> **DIRECTION**: Report each line in the listing below that contains the string "banner".
-- Start RECORDS FOR THE TASK --
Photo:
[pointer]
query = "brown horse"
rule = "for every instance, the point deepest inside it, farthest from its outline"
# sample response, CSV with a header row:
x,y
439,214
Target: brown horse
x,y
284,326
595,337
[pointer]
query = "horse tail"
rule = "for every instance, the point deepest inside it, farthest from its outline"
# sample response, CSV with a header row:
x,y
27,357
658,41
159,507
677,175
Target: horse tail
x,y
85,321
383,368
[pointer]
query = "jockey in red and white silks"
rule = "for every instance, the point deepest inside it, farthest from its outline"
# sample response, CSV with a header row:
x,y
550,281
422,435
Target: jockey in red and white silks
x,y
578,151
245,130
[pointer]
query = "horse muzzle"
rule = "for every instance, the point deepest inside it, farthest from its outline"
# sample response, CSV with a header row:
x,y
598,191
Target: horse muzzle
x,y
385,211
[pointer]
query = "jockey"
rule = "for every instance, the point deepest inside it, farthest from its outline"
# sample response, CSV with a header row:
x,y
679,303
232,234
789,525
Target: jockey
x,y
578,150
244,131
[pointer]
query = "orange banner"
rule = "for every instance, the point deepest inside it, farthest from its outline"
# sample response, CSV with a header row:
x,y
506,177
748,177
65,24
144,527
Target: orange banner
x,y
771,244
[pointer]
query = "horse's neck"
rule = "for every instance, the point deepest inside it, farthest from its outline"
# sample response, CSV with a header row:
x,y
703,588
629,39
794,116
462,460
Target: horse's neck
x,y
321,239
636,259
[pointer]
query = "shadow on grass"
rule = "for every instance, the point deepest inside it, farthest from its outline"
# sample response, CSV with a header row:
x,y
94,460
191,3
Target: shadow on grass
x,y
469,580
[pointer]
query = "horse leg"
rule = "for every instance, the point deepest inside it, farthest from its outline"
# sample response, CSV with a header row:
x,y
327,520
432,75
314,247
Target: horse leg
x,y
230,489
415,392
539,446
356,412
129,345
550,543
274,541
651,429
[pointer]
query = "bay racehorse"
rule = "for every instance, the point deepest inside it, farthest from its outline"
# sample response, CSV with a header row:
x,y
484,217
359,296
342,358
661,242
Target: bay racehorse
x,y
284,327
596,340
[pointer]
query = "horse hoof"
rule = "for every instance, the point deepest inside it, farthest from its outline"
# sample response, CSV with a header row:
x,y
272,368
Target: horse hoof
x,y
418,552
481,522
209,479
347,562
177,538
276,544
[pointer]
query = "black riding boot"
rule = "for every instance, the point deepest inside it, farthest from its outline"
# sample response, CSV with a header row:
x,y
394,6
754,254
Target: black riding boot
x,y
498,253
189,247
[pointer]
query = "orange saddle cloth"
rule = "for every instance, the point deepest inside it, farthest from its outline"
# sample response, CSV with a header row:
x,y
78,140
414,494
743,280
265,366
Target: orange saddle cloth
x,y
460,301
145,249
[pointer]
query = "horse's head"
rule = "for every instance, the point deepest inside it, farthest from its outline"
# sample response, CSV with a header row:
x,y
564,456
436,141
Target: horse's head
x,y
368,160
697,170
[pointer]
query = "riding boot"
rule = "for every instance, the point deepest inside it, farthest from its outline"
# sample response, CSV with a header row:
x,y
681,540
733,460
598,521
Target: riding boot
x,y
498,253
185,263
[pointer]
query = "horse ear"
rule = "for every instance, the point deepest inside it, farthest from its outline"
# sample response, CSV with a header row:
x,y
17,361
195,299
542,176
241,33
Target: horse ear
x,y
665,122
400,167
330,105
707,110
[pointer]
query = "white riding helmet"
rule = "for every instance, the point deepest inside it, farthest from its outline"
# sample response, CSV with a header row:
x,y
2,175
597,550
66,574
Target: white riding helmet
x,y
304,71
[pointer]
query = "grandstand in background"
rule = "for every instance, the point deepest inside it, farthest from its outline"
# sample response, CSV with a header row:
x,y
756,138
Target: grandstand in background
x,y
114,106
-- End RECORDS FOR THE TASK --
> **WRITTEN RESPONSE**:
query = "orange banner"
Target: orange banner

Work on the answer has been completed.